A word-for-word copy of the entries is the only acceptable reply.

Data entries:
- - - -

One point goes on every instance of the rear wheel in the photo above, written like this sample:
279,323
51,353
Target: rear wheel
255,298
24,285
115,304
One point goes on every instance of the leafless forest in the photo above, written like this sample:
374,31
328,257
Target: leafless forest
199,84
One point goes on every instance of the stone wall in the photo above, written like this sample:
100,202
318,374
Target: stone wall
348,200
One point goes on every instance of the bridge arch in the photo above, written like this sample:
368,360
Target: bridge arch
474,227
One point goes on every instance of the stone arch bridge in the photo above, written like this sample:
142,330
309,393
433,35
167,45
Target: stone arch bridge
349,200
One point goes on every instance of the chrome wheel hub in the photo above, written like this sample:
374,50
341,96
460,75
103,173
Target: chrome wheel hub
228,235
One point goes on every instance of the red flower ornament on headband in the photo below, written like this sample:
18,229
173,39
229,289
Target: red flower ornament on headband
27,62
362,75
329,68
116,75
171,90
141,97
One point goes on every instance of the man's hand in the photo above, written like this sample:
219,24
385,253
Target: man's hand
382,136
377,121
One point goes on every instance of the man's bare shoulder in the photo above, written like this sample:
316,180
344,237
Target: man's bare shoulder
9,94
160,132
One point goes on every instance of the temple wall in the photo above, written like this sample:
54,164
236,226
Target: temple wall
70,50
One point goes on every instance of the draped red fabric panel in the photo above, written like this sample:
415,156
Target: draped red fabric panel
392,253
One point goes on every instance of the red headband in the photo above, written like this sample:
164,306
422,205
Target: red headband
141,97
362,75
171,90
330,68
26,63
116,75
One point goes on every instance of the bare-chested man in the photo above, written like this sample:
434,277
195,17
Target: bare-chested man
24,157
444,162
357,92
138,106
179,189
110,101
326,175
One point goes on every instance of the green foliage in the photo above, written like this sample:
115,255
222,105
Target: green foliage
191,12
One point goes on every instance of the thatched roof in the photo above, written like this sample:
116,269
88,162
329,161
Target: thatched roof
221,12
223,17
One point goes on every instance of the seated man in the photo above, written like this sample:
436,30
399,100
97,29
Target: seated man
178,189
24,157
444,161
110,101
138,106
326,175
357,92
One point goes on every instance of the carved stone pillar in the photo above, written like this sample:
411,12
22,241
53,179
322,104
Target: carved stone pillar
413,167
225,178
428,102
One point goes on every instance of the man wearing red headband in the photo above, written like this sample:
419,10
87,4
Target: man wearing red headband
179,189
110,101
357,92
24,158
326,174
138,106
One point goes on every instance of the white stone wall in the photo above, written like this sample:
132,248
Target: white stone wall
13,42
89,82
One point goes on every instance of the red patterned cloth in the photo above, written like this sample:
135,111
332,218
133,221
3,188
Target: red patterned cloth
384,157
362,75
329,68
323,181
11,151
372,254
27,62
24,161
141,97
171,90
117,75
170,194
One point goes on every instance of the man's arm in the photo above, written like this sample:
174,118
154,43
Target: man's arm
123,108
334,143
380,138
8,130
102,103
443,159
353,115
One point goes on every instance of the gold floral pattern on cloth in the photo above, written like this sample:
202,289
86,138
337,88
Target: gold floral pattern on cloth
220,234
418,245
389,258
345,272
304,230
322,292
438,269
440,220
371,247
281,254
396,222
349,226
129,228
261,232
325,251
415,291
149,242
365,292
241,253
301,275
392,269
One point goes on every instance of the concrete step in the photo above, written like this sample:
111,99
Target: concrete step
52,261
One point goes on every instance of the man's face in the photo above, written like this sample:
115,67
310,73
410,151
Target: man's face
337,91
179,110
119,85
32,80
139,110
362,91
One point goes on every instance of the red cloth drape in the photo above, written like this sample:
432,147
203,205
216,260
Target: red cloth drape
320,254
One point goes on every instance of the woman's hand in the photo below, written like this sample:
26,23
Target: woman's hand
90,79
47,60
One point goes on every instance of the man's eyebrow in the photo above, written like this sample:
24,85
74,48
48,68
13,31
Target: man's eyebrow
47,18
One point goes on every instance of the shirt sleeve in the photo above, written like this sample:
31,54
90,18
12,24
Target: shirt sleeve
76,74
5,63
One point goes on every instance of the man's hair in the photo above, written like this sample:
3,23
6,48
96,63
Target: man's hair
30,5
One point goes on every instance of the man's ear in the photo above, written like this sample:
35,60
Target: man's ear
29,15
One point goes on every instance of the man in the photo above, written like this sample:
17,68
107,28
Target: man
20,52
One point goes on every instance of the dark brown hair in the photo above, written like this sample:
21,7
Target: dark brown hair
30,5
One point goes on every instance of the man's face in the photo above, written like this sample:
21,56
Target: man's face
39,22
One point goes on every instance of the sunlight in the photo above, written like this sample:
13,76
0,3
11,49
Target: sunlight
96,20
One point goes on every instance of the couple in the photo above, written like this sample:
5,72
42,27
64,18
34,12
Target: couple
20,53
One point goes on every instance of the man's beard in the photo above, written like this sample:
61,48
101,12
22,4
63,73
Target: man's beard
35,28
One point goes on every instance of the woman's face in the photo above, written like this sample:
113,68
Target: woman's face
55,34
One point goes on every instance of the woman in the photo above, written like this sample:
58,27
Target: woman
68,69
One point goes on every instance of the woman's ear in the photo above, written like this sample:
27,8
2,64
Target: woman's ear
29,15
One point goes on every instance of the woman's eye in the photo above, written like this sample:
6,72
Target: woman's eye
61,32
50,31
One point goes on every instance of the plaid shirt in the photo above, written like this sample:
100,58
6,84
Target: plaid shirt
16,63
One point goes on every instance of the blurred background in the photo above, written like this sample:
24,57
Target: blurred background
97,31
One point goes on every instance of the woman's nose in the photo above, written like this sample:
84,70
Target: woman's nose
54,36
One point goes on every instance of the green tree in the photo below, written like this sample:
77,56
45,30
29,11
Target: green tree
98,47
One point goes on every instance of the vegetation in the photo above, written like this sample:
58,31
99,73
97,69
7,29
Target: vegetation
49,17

- - - -

> Solution to this exercise
One point goes on every instance of the rear wheel in the photo above, written like this sample:
279,323
51,353
Target: rear wheel
255,298
24,285
115,304
One point goes on every instance of the leafless forest in the photo above, written like this sample:
374,31
328,257
Target: leafless forest
199,84
One point goes on every instance of the stone wall in the photo above, written like this sample:
100,202
318,374
Target: stone wall
348,200
One point goes on every instance of the bridge arch in the photo above, written like this sample:
368,360
Target: bridge arch
474,227
One point goes on every instance of the stone arch bridge in the photo above, written like this sample:
142,330
309,393
433,35
167,45
Target: stone arch bridge
349,200
One point goes on every instance of the chrome wheel hub in the photo above, written like this sample:
374,50
341,96
460,75
103,173
Target: chrome wheel hub
228,235
One point goes on every instance of the red flower ornament on headband in the photo below, written like this sample:
18,229
173,39
229,289
Target: red flower ornament on headband
27,62
362,75
329,68
116,75
171,90
141,97
One point goes on every instance of the man's hand in the photo above, written like this sample:
219,24
385,253
Target: man's hand
382,136
377,121
One point goes on every instance of the man's bare shoulder in the photo above, written like this sample:
316,180
344,237
Target: man's bare shoulder
9,94
160,132
One point goes on every instance of the temple wall in the photo above, written like this sample:
54,164
236,226
Target: temple wall
70,50
One point goes on every instance of the draped red fabric panel in the photo above, written like this sample:
415,156
Target: draped red fabric panel
392,253
One point goes on every instance of the red headband in the photo above, written like this sample:
164,306
422,205
Target: red headband
141,97
362,75
171,90
330,68
26,63
116,75
One point goes on every instance of the bare-chested man in the photo above, written like this sample:
434,277
195,17
Target: bare-chested man
24,157
444,162
357,92
138,106
179,189
110,101
326,175
One point goes on every instance of the green foliage in the photo above, written like this sample:
115,255
222,105
Target: green foliage
191,12
One point goes on every instance of the thatched roof in the photo above, written like this sample:
116,269
88,162
329,161
Target: thatched roof
221,12
223,17
One point goes on every instance of the seated man in the photo above, written like this sample:
436,30
399,100
97,29
Target: seated man
178,189
24,157
444,161
110,101
138,106
326,175
357,92
One point goes on every instance of the carved stone pillar in the photo above, written like this sample:
411,12
22,241
53,179
322,104
Target: carved stone pillar
413,167
225,178
428,102
One point goes on every instance of the man wearing red headband in the photo above, written like this sample:
419,10
87,4
Target: man wearing red headband
179,189
110,101
357,92
24,158
326,174
138,106
One point goes on every instance of the white stone wall in the photo above, written like this sample:
132,248
Target: white stone wall
13,42
89,82
One point goes on every instance of the red patterned cloth in the photo above, written like this sample:
135,111
332,218
133,221
3,188
Target: red patterned cloth
384,157
362,75
329,68
323,181
11,151
372,254
27,62
24,161
141,97
171,90
117,75
170,194
One point goes on every instance of the man's arm in the photo above, written like this sample:
174,118
154,43
Target: man's arm
123,108
334,143
380,138
8,130
102,103
443,159
353,115
One point goes on every instance of the gold floral pattern on cloth in the photo above, written like this sample:
202,289
86,138
337,88
Target: gold floral pattern on cloth
220,234
418,245
389,258
345,272
304,230
322,292
438,269
440,220
371,247
281,254
396,222
349,226
129,228
261,232
325,251
415,291
149,242
365,292
241,253
301,275
392,269
One point goes on every instance of the concrete step in the photo above, written like this sample:
111,99
Target: concrete step
52,261
One point goes on every instance of the man's face in the photo above, written like this sample:
115,67
310,73
410,151
Target: man's face
337,91
179,110
119,85
32,80
139,110
362,91
One point goes on every instance of the red cloth drape in the photo above, written like this sample:
432,147
203,205
216,260
Target: red cloth drape
320,254
One point goes on every instance of the woman's hand in the photo below, written like this sample:
26,23
Target: woman's hand
90,79
47,60
One point goes on every instance of the man's eyebrow in the photo above, written like this sample:
24,85
74,48
48,68
13,31
Target: man's eyebrow
47,18
One point goes on every instance of the shirt sleeve in the photo above, written like this sample:
31,54
90,18
12,24
Target: shirt sleeve
76,74
5,63
One point goes on every instance of the man's hair in the photo above, written like this sample:
3,23
6,48
96,63
Target: man's hair
30,5
One point goes on every instance of the man's ear in the photo above, written like this sample:
35,60
Target: man's ear
29,15
One point goes on every instance of the man in the photo above, written like this sample:
17,68
107,28
Target: man
20,52
One point goes on every instance of the dark brown hair in the photo above, written like this sample:
21,7
Target: dark brown hair
30,5
One point goes on every instance of the man's face in the photo above, written like this sample:
21,56
Target: man's face
39,22
One point goes on every instance of the sunlight in the photo above, written like this sample:
13,76
0,3
11,49
Target: sunlight
96,20
One point goes on every instance of the couple in the photo above, written like this sample:
5,72
42,27
64,18
34,12
Target: couple
20,53
One point goes on every instance of the man's beard in the photo above, written like this sample:
61,48
101,12
22,4
63,73
Target: man's beard
35,28
One point goes on every instance of the woman's face in the photo above, written like this sample:
113,68
Target: woman's face
55,34
One point goes on every instance of the woman in the photo above, written like this sample:
58,27
Target: woman
68,69
One point goes on every instance of the woman's ear in the photo above, written like this sample:
27,8
2,64
Target: woman's ear
29,15
One point goes on every instance of the woman's eye in the photo above, written like this sample:
6,72
Target: woman's eye
61,32
50,31
One point goes on every instance of the plaid shirt in the photo above, written like this sample:
100,58
6,84
Target: plaid shirt
16,63
One point goes on every instance of the blurred background in the photo above, written like this sample:
24,57
Target: blurred background
97,31
One point goes on every instance of the woman's nose in the photo above, written like this sample:
84,70
Target: woman's nose
54,36
One point goes on every instance of the green tree in the photo below, written like this sample:
77,56
45,30
29,11
Target: green tree
98,47
One point goes on every instance of the vegetation in the photo above, written like this sample:
58,31
99,73
97,69
7,29
Target: vegetation
49,17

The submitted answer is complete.